**AUFTRAG 1:**
Fasse den Absatz der Tatschilderung, der mit „Bei der anschließenden Rangelei“ beginnt, als kurze Liste zusammen und behalte dabei die wesentlichen Fakten bei.
**AUFTRAG 2:**
Schreibe die Tatschilderung im Anschluss an ihren letzten Satz weiter.

**VORGEGEBENER TEXT:**
○ ○ ○ ○ ○
Bei der anschließenden Rangelei kamen der Angeklagte und der Geschädigte
so zu Fall, dass der Angeklagte auf dem Rücken und der Geschädigte
bäuchlings auf ihm lag. Nunmehr trat und schlug der Mittäter auf den Geschädigten
ein und versetzte ihm zwei Messerstiche in Gesäß und Oberschenkel
und neun weitere in den Rücken. Als die Gegenwehr des Geschädigten
schließlich nachließ, durchsuchten ihn der Angeklagte und sein Mittäter
nach mitnehmenswerten Gegenständen und entwendeten unter anderem
Bargeld, ein Handy, die Armbanduhr und eine Halskette.
○ ○ ○ ○ ○
**AUSZÜGE DER DATENSÄTZE:**

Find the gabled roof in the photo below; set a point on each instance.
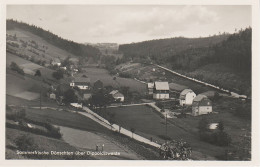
(185, 91)
(161, 85)
(150, 85)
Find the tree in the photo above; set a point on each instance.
(38, 73)
(132, 130)
(58, 74)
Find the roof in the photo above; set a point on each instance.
(81, 79)
(185, 91)
(201, 100)
(177, 87)
(150, 85)
(161, 85)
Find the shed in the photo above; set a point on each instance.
(201, 105)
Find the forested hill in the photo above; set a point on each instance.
(67, 45)
(162, 49)
(188, 54)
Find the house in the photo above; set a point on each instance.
(161, 90)
(98, 85)
(117, 95)
(81, 83)
(186, 97)
(201, 105)
(150, 88)
(87, 96)
(53, 96)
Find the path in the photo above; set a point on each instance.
(233, 94)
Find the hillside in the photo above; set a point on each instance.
(223, 60)
(74, 48)
(162, 49)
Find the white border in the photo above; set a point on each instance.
(255, 85)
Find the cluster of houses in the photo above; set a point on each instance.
(201, 104)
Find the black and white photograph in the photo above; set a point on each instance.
(164, 82)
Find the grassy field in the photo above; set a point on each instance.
(52, 51)
(149, 124)
(101, 74)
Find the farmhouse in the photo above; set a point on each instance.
(161, 90)
(98, 85)
(53, 96)
(117, 95)
(150, 87)
(186, 97)
(81, 83)
(56, 62)
(201, 105)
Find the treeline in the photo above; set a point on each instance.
(161, 50)
(67, 45)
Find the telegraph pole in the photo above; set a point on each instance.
(166, 125)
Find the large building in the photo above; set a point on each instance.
(161, 90)
(201, 105)
(81, 83)
(186, 97)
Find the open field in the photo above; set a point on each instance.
(52, 51)
(101, 74)
(88, 141)
(28, 67)
(149, 124)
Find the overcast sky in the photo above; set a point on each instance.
(131, 23)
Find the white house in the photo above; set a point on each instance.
(201, 105)
(81, 83)
(150, 87)
(161, 90)
(186, 97)
(117, 95)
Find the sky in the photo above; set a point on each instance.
(132, 23)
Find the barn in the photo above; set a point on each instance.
(186, 97)
(161, 90)
(117, 96)
(201, 105)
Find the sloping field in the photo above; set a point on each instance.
(88, 141)
(52, 51)
(28, 67)
(148, 123)
(101, 74)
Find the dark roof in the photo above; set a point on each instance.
(81, 80)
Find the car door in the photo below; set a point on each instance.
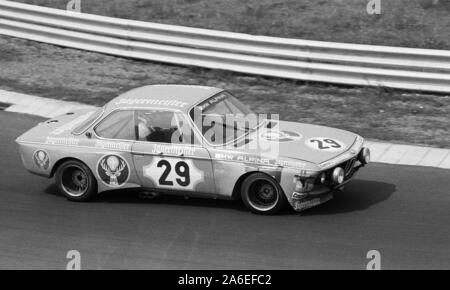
(167, 155)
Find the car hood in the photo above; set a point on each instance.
(58, 127)
(300, 142)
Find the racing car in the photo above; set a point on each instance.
(177, 139)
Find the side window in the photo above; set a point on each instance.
(163, 127)
(118, 125)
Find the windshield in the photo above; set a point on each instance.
(223, 118)
(86, 124)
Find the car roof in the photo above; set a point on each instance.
(178, 97)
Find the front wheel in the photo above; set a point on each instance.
(262, 194)
(76, 181)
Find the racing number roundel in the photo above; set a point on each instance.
(173, 173)
(41, 159)
(325, 144)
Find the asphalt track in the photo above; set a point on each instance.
(401, 211)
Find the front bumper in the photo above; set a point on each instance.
(321, 193)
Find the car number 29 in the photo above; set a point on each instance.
(173, 173)
(181, 169)
(325, 144)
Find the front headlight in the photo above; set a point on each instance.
(364, 155)
(338, 175)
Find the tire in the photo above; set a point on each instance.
(262, 194)
(75, 181)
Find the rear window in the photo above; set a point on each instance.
(118, 125)
(86, 124)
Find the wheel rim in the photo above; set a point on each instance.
(263, 195)
(74, 181)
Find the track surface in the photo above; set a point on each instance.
(404, 212)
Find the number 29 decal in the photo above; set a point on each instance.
(325, 144)
(173, 173)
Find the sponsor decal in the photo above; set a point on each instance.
(41, 159)
(113, 170)
(71, 125)
(62, 141)
(325, 144)
(168, 103)
(259, 160)
(281, 136)
(112, 145)
(175, 150)
(173, 173)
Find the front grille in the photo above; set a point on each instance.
(348, 166)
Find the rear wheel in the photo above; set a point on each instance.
(76, 181)
(262, 194)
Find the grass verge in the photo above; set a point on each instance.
(408, 23)
(69, 74)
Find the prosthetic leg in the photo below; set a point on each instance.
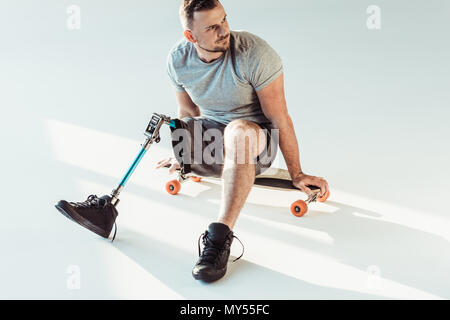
(152, 134)
(99, 214)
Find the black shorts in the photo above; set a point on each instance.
(191, 144)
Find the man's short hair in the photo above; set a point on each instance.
(188, 7)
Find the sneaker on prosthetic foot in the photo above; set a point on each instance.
(212, 264)
(95, 214)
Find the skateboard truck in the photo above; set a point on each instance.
(152, 134)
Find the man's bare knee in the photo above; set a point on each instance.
(244, 141)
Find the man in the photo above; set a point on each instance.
(228, 82)
(231, 81)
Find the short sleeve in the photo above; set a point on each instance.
(264, 64)
(172, 74)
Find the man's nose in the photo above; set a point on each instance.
(223, 30)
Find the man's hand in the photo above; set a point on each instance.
(174, 165)
(302, 181)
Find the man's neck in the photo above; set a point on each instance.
(207, 56)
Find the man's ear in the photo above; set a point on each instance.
(188, 35)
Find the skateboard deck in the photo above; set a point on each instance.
(272, 178)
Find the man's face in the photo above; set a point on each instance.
(210, 29)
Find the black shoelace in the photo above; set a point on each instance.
(94, 201)
(211, 250)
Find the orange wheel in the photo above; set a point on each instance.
(173, 187)
(299, 208)
(324, 197)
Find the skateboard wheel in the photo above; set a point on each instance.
(324, 197)
(173, 187)
(299, 208)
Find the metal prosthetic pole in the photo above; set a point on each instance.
(152, 134)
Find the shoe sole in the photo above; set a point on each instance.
(207, 279)
(65, 208)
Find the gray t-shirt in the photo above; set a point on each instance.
(225, 89)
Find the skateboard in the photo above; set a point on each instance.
(272, 178)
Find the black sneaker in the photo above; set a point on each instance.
(212, 264)
(95, 214)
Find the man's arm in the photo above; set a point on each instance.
(273, 104)
(186, 107)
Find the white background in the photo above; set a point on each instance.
(371, 114)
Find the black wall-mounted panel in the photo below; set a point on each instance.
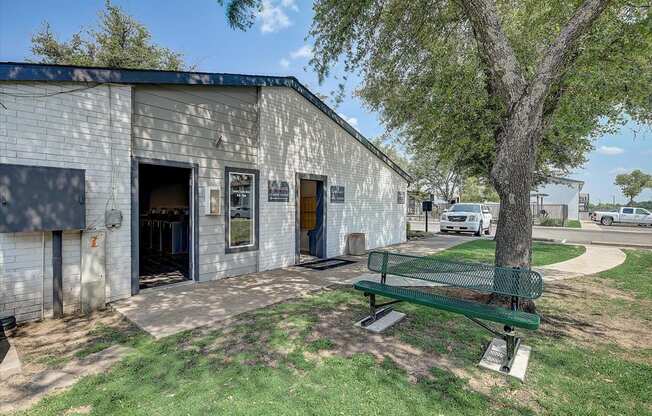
(38, 198)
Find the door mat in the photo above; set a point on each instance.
(326, 264)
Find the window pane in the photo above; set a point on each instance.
(241, 209)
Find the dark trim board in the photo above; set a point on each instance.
(227, 195)
(21, 71)
(135, 217)
(297, 214)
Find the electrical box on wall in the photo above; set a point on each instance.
(113, 218)
(213, 201)
(93, 273)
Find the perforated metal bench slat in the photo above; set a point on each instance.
(481, 277)
(471, 309)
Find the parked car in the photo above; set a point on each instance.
(624, 215)
(475, 218)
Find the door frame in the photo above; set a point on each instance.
(297, 211)
(193, 246)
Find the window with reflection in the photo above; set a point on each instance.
(241, 212)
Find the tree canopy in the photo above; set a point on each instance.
(633, 183)
(423, 72)
(117, 41)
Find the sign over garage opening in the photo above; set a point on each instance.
(337, 194)
(278, 191)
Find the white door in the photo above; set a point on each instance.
(643, 216)
(627, 215)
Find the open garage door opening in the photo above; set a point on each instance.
(165, 231)
(311, 223)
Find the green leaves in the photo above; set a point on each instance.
(422, 70)
(632, 184)
(118, 41)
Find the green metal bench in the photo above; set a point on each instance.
(512, 282)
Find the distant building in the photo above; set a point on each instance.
(560, 191)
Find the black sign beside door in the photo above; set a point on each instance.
(337, 194)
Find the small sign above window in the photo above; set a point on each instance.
(278, 191)
(213, 201)
(337, 194)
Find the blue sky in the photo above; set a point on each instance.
(275, 45)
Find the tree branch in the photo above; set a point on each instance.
(556, 58)
(495, 48)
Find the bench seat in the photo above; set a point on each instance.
(464, 307)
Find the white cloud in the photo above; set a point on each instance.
(618, 171)
(304, 52)
(611, 150)
(351, 120)
(273, 17)
(290, 4)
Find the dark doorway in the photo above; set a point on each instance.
(164, 221)
(311, 218)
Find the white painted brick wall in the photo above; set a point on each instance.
(71, 130)
(295, 136)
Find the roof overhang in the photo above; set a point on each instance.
(20, 71)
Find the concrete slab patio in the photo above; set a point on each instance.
(167, 311)
(595, 259)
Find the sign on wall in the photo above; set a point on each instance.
(337, 194)
(278, 191)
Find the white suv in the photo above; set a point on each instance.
(475, 218)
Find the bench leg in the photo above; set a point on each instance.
(376, 311)
(512, 343)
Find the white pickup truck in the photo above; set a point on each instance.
(624, 215)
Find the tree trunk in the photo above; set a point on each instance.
(512, 176)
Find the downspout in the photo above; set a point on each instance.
(43, 275)
(57, 274)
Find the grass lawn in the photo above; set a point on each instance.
(483, 251)
(591, 356)
(554, 222)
○ ○ ○ ○ ○
**LÖSUNG 1:**
- Bei einer Rangelei stürzen der Angeklagte und der Geschädigte. Der Angeklagte liegt auf dem Rücken, der Geschädigte bäuchlings auf ihm.
- Der Mittäter tritt und schlägt auf den Geschädigten ein.
- Er sticht zweimal in Gesäß und Oberschenkel und neunmal in den Rücken.
- Als die Gegenwehr nachlässt, durchsuchen der Angeklagte und der Mittäter den Geschädigten.
- Sie nehmen unter anderem Bargeld, ein Handy, die Armbanduhr und eine Halskette mit.

**LÖSUNG 2:**
Das Landgericht hat beim Angeklagten die Voraussetzungen eines
gemeinschaftlich begangenen Raubes in Tateinheit mit gefährlicher Körperverletzung
(§ 223 Abs. 1, § 224 Abs. 1 Nr. 4, § 249 Abs. 1, § 52 StGB) als
erfüllt angesehen. Hinsichtlich des Messereinsatzes hat die Strafkammer
beim Angeklagten sowohl das Vorliegen eines schweren Raubes nach § 250
Abs. 1 Nr. 1a und Abs. 2 Nr. 1 StGB als auch einer gefährlichen Körperverletzung
nach § 224 Abs. 2 Nrn. 1 und 5 StGB verneint, weil der Mittäter in
einem dem Angeklagten nicht zurechenbaren Exzess gehandelt habe. Hinsichtlich
des Gaseinsatzes hat sie einen schweren Raub nach § 250 Abs. 1
Nr. 1a und Abs. 2 Nr. 1 StGB verneint, weil das eingesetzte Gas nach seiner
objektiven Beschaffenheit und der Art seiner Verwendung im konkreten Fall
nicht nachweisbar geeignet gewesen sei, erhebliche Verletzungen bei dem
Geschädigten herbeizuführen.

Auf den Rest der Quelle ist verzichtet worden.